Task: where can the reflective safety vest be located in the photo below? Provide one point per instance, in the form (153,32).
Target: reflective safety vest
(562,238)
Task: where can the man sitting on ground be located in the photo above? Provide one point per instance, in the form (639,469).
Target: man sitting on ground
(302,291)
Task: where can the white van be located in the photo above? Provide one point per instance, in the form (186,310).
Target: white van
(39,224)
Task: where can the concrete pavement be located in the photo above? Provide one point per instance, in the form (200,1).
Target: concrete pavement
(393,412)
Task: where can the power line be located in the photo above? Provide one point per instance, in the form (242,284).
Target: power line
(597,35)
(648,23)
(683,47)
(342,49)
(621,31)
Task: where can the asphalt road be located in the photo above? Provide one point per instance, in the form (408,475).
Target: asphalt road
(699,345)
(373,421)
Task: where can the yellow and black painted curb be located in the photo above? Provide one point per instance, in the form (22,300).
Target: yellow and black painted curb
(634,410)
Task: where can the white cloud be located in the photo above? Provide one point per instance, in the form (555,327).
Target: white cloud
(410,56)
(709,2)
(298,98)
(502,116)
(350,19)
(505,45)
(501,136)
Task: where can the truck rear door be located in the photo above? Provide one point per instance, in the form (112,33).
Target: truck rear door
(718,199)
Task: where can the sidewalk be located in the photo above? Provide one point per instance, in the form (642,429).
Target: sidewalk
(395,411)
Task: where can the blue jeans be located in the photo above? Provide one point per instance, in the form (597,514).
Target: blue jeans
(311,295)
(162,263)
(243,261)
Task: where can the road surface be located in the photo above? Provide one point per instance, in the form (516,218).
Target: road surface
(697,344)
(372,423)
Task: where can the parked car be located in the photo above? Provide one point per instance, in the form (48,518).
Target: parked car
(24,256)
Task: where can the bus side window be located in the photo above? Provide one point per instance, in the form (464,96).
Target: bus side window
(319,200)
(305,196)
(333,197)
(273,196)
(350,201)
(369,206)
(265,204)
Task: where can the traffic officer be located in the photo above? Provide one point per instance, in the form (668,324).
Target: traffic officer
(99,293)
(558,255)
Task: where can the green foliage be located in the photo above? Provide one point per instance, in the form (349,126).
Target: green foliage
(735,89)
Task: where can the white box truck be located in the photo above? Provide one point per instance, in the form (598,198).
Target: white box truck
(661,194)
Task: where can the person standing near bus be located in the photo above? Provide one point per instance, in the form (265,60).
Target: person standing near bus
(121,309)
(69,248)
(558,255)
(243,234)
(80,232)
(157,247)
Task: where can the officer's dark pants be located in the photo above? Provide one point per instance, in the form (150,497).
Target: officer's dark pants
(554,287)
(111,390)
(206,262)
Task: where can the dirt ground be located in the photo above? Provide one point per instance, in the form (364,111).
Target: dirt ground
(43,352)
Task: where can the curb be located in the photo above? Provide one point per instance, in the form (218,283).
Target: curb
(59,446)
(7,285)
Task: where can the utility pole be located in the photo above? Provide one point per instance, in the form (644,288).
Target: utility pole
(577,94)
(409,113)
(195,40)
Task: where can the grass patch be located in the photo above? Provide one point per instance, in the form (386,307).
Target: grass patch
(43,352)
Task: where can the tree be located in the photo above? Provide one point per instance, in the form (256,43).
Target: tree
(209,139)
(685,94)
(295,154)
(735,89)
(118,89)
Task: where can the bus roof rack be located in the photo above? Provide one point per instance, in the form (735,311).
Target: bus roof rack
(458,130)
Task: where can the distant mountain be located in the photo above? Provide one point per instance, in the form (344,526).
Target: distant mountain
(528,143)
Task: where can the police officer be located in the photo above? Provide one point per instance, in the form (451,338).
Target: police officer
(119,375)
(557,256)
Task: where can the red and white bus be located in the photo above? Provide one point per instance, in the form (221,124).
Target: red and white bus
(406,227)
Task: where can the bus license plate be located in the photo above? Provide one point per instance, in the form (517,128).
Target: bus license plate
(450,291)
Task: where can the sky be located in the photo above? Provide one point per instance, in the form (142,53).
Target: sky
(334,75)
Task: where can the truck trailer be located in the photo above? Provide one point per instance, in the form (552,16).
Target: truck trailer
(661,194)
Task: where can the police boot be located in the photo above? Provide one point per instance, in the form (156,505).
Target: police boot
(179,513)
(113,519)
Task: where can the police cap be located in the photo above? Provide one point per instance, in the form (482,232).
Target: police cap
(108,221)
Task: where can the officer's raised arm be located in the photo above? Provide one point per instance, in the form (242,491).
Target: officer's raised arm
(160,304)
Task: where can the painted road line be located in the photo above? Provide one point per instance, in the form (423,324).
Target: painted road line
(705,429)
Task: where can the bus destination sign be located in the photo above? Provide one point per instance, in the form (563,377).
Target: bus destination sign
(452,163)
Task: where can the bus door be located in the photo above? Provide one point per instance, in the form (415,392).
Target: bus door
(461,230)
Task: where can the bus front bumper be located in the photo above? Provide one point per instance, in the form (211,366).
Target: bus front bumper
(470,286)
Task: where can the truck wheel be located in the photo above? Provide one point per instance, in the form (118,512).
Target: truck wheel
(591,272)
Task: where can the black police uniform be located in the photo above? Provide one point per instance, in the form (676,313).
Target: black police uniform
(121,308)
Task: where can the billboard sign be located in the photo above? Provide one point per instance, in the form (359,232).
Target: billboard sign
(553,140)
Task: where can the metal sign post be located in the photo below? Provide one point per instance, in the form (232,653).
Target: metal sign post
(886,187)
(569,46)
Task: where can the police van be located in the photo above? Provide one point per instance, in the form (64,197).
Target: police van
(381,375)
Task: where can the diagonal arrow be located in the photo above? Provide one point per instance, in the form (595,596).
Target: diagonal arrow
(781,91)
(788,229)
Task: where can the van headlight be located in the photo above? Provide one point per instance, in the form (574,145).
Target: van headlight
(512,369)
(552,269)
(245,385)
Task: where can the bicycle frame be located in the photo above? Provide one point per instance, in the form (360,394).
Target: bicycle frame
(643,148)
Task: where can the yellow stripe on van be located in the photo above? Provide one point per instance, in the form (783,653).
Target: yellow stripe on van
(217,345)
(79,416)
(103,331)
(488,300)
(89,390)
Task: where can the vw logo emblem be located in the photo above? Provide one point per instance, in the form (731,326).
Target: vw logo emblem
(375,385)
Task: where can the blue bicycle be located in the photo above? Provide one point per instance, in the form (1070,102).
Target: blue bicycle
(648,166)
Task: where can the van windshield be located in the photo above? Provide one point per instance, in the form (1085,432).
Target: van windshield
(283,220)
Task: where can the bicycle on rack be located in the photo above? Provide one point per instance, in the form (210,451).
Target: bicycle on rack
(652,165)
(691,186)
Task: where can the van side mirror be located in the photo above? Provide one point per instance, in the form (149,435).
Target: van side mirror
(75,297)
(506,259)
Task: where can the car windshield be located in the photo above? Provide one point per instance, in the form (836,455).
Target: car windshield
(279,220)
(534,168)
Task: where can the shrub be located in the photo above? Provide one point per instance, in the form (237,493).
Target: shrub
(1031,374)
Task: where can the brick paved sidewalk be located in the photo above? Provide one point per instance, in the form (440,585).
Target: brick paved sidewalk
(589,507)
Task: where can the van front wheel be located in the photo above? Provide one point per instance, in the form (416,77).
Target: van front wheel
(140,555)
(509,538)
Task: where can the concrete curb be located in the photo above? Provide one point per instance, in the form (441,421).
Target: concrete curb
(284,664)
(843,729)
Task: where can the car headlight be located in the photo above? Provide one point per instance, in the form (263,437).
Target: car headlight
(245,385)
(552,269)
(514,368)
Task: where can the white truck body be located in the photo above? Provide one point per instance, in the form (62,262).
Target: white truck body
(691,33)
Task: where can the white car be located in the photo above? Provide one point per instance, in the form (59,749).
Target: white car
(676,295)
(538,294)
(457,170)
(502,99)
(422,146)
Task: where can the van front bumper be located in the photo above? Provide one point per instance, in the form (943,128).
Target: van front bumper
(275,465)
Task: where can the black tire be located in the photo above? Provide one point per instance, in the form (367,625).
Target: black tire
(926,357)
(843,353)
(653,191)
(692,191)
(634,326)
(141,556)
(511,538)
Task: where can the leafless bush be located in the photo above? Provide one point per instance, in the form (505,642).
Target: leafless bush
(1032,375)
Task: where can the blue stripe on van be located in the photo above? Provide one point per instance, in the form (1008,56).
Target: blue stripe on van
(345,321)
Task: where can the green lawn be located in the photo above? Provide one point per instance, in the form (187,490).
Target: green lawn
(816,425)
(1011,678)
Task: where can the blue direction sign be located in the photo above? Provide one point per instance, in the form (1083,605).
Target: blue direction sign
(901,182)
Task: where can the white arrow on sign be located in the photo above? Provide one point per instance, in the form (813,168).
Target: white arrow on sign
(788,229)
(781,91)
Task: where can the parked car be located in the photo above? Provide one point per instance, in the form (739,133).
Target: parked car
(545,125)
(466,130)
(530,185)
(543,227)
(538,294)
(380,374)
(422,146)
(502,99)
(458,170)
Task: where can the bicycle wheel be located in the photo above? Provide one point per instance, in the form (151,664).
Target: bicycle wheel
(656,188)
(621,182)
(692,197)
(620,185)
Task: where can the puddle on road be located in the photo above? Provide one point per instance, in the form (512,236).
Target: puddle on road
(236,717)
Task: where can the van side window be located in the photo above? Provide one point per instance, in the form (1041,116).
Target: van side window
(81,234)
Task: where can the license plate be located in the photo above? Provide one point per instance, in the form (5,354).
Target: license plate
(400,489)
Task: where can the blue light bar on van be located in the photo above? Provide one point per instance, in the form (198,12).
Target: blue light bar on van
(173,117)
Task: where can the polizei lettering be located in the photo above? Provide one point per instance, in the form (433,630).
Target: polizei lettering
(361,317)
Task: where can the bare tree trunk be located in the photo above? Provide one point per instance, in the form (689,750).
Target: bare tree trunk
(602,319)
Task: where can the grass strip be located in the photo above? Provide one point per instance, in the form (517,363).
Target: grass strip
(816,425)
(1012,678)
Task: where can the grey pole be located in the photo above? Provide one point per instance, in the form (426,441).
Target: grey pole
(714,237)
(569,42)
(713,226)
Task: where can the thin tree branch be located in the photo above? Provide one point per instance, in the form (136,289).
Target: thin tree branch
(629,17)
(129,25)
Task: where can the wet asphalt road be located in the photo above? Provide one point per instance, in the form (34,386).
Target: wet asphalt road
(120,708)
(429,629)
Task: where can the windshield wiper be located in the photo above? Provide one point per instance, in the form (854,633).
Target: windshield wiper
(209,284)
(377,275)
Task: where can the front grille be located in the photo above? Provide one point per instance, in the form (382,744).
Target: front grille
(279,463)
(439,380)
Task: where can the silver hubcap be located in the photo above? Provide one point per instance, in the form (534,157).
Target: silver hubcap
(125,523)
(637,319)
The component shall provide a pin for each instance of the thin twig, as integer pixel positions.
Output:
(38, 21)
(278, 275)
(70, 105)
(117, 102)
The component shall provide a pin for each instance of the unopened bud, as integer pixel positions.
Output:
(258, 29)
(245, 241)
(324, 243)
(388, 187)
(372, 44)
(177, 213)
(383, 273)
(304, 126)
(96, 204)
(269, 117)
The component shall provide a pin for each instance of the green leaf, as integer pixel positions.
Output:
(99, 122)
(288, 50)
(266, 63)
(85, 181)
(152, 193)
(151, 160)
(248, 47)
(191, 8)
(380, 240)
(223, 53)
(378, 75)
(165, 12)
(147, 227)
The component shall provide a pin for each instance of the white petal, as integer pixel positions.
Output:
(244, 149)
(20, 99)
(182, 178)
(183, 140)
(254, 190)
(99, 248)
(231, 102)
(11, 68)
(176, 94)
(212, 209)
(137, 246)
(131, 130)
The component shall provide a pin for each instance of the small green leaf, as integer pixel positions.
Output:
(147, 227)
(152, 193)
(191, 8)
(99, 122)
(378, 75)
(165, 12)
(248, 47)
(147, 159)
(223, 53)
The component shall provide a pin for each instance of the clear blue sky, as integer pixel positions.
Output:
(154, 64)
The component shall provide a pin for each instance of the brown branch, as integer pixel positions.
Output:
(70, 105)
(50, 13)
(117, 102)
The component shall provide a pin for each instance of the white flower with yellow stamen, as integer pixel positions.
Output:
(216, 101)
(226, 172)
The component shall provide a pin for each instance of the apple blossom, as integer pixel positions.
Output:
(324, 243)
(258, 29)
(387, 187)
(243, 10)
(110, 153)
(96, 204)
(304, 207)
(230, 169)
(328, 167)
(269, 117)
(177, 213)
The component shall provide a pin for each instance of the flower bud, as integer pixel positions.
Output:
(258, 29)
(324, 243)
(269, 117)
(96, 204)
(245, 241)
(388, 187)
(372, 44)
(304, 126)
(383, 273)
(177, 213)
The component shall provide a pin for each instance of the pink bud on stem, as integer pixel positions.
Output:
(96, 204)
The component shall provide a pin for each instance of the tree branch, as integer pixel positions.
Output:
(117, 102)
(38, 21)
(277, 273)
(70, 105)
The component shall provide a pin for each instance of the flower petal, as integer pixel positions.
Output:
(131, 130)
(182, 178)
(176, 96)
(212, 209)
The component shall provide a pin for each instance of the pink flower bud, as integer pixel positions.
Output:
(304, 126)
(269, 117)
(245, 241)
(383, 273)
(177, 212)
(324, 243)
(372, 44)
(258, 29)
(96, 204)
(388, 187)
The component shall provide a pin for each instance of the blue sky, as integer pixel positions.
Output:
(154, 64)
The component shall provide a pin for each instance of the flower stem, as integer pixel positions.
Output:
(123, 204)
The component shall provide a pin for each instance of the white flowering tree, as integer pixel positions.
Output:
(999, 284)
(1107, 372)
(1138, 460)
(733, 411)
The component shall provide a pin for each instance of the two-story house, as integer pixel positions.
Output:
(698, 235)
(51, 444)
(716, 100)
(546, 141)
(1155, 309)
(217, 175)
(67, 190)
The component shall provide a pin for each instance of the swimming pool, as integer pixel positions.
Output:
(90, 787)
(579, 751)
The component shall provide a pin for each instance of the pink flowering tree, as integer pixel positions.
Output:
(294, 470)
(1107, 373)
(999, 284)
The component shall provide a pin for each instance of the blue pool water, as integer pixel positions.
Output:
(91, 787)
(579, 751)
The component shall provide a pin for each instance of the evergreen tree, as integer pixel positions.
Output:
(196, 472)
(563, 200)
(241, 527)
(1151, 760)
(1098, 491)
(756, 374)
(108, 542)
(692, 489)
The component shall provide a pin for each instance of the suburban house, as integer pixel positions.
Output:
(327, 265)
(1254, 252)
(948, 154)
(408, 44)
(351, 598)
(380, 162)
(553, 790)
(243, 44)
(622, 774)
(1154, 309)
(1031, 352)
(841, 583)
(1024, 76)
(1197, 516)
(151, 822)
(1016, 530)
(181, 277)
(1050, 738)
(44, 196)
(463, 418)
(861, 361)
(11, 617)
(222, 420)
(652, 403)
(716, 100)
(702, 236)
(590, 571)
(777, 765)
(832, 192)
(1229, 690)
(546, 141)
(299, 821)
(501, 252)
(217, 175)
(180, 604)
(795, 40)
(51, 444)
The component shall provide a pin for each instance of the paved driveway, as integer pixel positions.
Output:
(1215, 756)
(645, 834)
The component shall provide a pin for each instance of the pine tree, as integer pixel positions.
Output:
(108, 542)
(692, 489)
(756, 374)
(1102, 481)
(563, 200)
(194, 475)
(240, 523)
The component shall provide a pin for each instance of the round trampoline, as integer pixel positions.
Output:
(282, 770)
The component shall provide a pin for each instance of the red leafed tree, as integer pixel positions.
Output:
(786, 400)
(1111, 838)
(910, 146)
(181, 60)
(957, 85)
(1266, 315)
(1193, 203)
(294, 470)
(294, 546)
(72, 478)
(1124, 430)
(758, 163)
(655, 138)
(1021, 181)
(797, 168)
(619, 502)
==========
▸ Aim:
Return verbatim the portion of the records that opens with the line containing "suburban house, as integer pixel positions." and continues through the end of the records, including both the opening line and the final line.

▸ Complete output:
The component shall provide a pin for each instance of the suburban house, as integer pixel positions.
Output:
(327, 265)
(1254, 252)
(948, 154)
(408, 44)
(351, 598)
(380, 162)
(553, 790)
(243, 44)
(622, 774)
(1154, 309)
(1031, 352)
(841, 583)
(1024, 76)
(1197, 516)
(151, 822)
(1016, 530)
(181, 277)
(1050, 738)
(44, 196)
(463, 418)
(861, 361)
(11, 617)
(222, 420)
(652, 403)
(716, 100)
(702, 236)
(590, 571)
(777, 765)
(832, 192)
(1229, 690)
(546, 141)
(299, 821)
(501, 252)
(217, 175)
(180, 604)
(795, 40)
(51, 444)
The component shall provide a pin for each instance of the paved driveway, as integer pixel positions.
Output:
(1215, 756)
(645, 834)
The component shall provide a pin for each instance of the pine tree, as integer pixel positions.
Output:
(108, 542)
(692, 489)
(756, 374)
(1102, 481)
(563, 200)
(194, 475)
(240, 523)
The component shall provide a pin for each instance of the round trampoline, as integer pixel positions.
Output:
(282, 770)
The component shall provide a pin for each instance of the red leafed tree, as integer pixel positions.
Output:
(786, 400)
(1111, 838)
(910, 146)
(181, 60)
(957, 85)
(1266, 315)
(1193, 203)
(294, 470)
(294, 546)
(72, 478)
(1124, 430)
(758, 163)
(655, 138)
(1021, 181)
(797, 168)
(619, 502)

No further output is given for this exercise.